SHORT TASK >> Which lines of the material below contain the string "child", with case counting? Identify each one and copy it in full.

TASK DATA >>
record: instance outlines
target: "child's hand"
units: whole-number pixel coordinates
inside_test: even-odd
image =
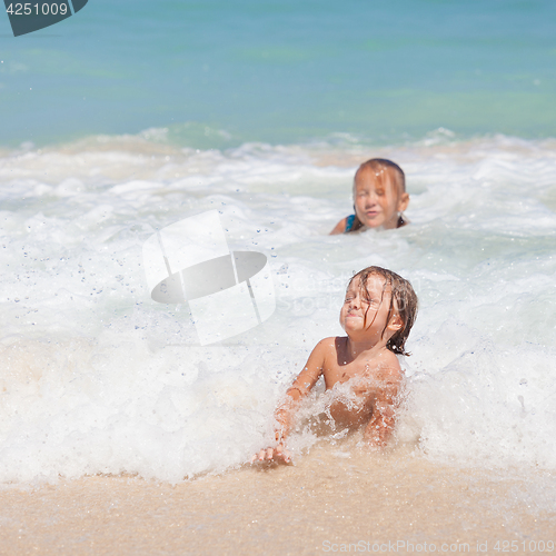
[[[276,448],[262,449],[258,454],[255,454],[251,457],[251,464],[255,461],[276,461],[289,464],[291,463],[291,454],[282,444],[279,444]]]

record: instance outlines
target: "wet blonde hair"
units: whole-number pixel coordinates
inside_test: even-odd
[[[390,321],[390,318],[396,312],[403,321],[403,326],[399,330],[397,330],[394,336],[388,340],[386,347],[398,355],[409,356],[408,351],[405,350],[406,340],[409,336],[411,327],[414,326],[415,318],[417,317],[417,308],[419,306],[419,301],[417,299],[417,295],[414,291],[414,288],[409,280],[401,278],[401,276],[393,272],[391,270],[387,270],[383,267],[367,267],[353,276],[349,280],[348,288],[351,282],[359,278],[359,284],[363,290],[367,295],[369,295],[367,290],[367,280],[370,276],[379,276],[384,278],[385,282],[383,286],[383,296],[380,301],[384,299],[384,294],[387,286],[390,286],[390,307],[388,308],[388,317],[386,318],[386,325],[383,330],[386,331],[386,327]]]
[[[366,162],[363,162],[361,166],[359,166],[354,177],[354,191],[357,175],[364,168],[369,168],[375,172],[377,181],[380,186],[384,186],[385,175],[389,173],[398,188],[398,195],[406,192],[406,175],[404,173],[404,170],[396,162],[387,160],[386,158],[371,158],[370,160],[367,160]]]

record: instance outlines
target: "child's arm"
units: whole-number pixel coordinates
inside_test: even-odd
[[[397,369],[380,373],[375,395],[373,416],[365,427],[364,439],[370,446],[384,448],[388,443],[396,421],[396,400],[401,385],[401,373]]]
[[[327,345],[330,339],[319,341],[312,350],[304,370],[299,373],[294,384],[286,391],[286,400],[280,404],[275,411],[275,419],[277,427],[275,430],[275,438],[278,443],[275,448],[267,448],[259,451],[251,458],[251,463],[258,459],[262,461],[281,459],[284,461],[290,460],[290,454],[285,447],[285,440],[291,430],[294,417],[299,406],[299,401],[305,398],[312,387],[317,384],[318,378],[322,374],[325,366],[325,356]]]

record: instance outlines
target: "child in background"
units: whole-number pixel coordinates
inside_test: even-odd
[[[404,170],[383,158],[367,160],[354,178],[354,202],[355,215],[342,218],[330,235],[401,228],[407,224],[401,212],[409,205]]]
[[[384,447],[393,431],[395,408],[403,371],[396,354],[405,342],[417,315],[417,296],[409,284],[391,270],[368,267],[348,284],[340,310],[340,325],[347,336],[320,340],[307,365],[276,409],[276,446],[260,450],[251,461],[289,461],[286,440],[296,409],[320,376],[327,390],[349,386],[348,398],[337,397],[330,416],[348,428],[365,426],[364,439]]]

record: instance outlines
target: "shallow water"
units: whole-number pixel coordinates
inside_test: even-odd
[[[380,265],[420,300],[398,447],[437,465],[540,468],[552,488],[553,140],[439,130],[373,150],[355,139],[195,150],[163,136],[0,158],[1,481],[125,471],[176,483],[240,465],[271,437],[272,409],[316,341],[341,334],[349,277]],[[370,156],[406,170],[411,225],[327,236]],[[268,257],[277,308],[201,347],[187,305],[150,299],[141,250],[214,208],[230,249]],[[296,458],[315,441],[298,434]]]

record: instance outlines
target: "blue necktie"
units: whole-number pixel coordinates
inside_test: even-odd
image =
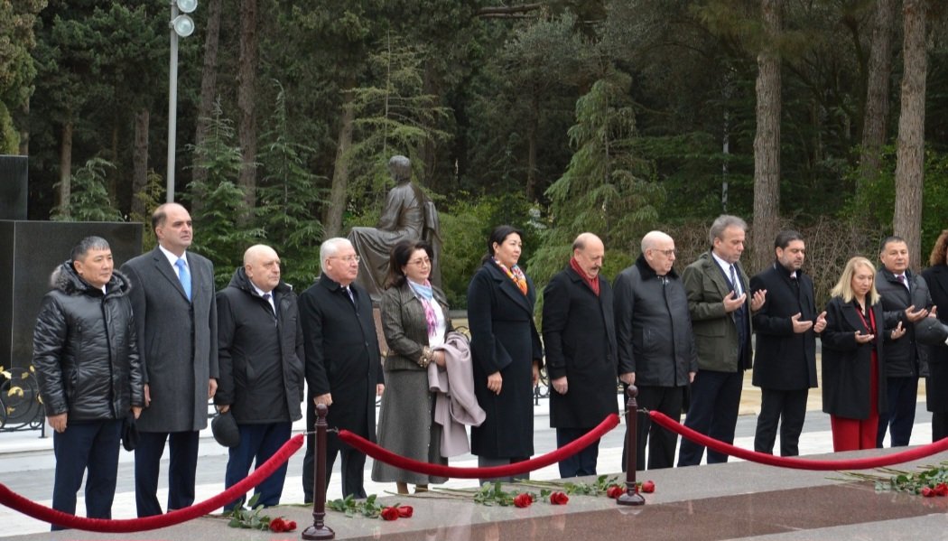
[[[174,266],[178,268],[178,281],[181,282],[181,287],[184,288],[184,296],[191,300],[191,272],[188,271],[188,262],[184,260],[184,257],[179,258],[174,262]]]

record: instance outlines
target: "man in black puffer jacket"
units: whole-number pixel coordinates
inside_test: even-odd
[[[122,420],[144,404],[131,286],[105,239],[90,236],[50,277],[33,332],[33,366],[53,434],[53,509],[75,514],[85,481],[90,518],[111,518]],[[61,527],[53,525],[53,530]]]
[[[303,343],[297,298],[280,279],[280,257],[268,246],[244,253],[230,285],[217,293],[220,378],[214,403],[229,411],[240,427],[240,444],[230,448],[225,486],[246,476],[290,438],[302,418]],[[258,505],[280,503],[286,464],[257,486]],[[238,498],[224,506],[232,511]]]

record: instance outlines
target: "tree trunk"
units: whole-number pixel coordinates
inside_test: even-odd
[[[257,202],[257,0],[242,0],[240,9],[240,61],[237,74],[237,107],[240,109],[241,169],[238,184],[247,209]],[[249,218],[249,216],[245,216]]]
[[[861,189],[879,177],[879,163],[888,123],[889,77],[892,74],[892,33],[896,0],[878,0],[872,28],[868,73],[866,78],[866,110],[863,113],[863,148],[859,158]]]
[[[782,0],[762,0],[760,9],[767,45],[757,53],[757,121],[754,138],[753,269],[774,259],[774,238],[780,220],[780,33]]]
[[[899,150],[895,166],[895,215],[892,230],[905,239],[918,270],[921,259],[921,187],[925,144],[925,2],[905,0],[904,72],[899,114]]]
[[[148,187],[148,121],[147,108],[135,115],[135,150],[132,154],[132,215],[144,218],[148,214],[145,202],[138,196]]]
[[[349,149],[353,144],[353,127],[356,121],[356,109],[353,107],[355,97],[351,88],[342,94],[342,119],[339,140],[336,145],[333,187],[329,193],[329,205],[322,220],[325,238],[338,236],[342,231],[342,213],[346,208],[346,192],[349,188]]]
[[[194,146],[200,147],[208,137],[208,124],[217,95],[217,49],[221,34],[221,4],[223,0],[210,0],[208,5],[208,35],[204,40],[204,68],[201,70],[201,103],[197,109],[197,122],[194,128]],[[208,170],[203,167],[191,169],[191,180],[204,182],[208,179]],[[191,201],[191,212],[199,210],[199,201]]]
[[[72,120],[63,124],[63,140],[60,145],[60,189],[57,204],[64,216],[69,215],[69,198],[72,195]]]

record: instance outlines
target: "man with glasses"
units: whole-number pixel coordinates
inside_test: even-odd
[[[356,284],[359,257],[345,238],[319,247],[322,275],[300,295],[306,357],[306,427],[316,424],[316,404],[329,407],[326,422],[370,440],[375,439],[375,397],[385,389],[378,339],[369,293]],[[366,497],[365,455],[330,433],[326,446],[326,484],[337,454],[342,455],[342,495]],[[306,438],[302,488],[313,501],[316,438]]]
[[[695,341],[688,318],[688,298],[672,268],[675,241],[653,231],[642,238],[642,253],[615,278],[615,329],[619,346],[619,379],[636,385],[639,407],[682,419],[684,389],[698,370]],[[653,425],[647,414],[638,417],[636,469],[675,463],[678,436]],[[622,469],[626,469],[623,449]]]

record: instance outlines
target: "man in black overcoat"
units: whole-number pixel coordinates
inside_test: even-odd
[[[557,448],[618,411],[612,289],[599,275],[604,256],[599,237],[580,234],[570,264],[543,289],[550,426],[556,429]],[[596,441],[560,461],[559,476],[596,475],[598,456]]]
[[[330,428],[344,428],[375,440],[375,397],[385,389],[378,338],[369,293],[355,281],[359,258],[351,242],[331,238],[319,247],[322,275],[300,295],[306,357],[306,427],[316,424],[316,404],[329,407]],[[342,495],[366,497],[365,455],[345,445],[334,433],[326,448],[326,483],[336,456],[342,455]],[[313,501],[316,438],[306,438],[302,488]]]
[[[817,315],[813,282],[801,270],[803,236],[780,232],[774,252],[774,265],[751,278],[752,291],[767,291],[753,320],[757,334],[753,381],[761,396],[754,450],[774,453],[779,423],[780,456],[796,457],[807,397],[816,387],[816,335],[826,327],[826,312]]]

* * *

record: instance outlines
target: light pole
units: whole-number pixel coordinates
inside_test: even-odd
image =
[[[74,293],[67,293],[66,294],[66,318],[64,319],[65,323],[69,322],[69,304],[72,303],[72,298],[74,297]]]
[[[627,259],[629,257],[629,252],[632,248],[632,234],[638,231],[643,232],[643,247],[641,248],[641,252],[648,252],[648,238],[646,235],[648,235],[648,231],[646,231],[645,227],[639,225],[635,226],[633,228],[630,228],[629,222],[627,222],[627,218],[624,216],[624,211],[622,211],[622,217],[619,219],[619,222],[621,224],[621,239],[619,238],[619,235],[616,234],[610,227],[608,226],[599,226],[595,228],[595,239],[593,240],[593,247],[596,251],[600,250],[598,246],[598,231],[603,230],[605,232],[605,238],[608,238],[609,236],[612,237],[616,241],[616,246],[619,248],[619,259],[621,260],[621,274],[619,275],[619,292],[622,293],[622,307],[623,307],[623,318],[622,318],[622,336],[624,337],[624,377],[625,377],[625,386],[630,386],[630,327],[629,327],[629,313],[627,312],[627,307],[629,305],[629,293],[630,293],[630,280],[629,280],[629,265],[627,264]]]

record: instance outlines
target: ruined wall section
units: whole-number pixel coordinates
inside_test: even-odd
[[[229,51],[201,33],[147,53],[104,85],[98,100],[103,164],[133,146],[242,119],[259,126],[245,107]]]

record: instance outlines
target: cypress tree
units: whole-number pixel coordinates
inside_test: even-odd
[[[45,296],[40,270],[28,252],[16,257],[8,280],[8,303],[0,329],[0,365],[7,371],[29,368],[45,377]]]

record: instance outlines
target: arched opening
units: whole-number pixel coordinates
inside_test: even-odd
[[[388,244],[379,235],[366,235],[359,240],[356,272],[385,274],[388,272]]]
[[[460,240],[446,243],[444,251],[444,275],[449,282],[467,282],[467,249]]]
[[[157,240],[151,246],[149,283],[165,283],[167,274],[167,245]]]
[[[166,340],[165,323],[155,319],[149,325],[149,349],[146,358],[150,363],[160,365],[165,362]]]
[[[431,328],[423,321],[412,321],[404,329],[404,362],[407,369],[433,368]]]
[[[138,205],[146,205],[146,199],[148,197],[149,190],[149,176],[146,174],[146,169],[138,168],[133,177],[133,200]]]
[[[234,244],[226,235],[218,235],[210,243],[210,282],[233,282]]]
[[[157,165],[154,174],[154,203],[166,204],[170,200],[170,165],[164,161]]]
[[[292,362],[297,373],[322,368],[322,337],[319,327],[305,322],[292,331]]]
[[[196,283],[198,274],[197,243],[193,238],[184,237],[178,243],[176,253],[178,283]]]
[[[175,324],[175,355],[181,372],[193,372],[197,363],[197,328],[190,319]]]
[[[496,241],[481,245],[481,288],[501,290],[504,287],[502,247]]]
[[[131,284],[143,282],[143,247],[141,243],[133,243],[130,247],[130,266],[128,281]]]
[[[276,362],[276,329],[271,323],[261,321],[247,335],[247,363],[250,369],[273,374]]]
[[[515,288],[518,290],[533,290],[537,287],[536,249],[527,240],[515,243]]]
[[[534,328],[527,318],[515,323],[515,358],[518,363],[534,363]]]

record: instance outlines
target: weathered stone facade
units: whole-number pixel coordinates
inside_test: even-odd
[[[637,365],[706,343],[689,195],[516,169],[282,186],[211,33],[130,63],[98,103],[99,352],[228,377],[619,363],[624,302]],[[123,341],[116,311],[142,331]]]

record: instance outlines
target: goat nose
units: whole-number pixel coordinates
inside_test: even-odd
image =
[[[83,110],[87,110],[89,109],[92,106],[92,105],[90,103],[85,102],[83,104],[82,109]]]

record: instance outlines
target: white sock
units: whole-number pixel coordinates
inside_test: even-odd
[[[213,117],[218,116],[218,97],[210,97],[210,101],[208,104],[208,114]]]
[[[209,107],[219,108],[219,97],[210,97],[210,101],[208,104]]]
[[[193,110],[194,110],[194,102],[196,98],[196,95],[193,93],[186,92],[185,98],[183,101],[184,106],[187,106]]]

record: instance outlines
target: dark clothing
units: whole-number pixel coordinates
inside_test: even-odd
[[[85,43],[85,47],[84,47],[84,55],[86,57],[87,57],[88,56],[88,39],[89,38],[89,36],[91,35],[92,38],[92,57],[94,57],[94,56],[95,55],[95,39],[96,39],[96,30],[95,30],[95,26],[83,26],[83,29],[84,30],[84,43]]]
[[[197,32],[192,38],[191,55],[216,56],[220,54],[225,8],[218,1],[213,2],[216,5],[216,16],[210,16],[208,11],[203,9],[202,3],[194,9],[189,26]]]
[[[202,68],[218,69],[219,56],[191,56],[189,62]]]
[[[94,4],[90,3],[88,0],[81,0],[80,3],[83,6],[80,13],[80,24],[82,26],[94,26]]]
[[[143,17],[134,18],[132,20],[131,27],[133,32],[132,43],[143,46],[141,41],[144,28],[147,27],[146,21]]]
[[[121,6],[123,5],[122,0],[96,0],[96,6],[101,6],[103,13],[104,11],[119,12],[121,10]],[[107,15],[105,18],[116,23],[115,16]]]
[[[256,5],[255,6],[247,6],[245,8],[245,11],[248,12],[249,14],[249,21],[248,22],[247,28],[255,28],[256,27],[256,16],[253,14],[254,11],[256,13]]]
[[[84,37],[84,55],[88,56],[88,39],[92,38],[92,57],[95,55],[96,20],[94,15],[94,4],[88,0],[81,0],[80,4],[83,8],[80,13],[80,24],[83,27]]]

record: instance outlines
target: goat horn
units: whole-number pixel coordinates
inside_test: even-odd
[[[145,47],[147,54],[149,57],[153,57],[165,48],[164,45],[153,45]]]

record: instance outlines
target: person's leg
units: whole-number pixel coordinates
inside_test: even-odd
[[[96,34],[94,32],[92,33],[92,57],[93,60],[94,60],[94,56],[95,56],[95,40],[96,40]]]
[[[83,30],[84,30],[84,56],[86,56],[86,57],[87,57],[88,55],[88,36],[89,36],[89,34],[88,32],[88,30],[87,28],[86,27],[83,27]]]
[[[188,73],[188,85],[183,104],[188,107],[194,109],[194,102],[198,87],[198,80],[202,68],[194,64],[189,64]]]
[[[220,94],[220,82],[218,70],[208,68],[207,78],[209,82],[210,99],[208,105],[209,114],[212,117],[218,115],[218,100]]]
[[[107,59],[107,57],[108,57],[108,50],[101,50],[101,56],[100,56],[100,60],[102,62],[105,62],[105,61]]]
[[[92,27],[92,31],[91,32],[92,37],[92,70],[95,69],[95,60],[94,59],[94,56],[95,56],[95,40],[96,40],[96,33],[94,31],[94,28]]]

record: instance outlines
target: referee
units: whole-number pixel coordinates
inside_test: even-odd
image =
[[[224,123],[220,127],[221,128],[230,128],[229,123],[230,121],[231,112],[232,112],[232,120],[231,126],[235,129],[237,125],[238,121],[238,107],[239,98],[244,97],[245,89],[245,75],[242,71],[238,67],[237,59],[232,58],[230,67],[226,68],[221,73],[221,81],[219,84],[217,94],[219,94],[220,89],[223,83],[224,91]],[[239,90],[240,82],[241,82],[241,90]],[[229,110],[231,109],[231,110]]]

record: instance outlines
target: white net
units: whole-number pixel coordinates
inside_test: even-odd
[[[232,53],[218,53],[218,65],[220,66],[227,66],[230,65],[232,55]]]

==

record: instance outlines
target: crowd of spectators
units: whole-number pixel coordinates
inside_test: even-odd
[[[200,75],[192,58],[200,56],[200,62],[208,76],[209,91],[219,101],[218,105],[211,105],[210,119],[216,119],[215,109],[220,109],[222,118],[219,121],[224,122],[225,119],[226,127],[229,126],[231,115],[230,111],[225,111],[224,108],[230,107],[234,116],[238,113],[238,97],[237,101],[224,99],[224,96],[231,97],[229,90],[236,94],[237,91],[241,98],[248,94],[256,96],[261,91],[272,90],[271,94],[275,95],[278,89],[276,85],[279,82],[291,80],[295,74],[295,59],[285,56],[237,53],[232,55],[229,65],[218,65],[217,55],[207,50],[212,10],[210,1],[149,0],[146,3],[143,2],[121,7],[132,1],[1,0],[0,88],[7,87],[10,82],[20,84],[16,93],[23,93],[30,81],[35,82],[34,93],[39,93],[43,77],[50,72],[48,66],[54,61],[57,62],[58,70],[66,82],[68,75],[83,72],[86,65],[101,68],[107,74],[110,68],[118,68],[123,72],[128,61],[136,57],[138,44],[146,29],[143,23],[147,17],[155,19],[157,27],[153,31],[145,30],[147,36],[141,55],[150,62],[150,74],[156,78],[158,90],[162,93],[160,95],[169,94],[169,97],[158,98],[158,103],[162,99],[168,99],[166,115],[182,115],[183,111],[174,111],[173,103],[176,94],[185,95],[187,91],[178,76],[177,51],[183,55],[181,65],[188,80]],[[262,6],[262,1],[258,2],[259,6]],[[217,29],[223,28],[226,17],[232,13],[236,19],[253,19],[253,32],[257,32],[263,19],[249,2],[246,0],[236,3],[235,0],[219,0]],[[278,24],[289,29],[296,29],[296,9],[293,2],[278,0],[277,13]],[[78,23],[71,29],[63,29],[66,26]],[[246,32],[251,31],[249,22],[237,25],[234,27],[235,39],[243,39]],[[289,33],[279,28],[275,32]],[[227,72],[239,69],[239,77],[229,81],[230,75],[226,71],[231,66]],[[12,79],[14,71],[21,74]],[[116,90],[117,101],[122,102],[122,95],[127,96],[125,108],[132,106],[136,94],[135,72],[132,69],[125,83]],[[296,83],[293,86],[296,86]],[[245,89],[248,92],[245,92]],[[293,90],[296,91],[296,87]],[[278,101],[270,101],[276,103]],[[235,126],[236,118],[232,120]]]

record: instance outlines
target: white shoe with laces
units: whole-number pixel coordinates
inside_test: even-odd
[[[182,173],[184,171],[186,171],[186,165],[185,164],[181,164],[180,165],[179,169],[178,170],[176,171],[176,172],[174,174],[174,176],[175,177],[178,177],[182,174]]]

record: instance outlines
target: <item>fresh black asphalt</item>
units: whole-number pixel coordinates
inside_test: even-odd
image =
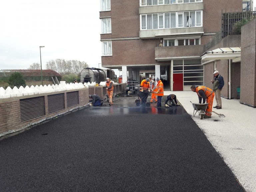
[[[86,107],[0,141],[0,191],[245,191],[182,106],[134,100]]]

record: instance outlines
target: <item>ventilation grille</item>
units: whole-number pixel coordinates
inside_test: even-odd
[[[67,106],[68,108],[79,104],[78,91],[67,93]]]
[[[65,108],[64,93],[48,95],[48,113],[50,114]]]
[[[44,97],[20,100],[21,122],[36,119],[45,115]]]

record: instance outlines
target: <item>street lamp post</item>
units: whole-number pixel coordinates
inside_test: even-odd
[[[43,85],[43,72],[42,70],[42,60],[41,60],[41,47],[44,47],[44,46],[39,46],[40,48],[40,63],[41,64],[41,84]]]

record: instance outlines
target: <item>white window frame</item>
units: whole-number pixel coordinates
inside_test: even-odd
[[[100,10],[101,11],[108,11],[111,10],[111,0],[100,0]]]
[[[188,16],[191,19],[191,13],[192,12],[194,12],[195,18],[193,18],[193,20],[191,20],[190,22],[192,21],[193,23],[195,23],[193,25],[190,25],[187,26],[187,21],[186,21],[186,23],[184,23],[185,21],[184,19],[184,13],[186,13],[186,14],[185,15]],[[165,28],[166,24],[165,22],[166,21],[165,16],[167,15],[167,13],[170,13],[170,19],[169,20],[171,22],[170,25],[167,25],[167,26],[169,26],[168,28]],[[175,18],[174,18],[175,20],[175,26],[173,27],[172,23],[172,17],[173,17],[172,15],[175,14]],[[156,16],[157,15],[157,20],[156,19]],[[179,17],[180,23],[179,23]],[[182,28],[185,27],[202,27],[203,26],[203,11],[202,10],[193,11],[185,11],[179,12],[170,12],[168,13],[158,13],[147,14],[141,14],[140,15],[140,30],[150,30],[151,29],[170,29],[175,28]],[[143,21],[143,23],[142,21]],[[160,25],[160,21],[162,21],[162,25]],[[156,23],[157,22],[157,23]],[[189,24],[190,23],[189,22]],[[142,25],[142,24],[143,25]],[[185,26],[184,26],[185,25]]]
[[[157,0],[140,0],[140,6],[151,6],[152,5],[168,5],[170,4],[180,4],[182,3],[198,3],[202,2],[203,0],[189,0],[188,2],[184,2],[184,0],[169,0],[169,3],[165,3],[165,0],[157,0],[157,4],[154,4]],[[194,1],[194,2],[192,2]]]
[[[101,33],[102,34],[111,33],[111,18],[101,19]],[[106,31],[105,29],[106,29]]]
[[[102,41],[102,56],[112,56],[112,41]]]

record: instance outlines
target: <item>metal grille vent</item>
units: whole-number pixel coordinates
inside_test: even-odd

ANSWER TO THIS EXERCISE >>
target: "child's hand"
target: "child's arm"
target: "child in background"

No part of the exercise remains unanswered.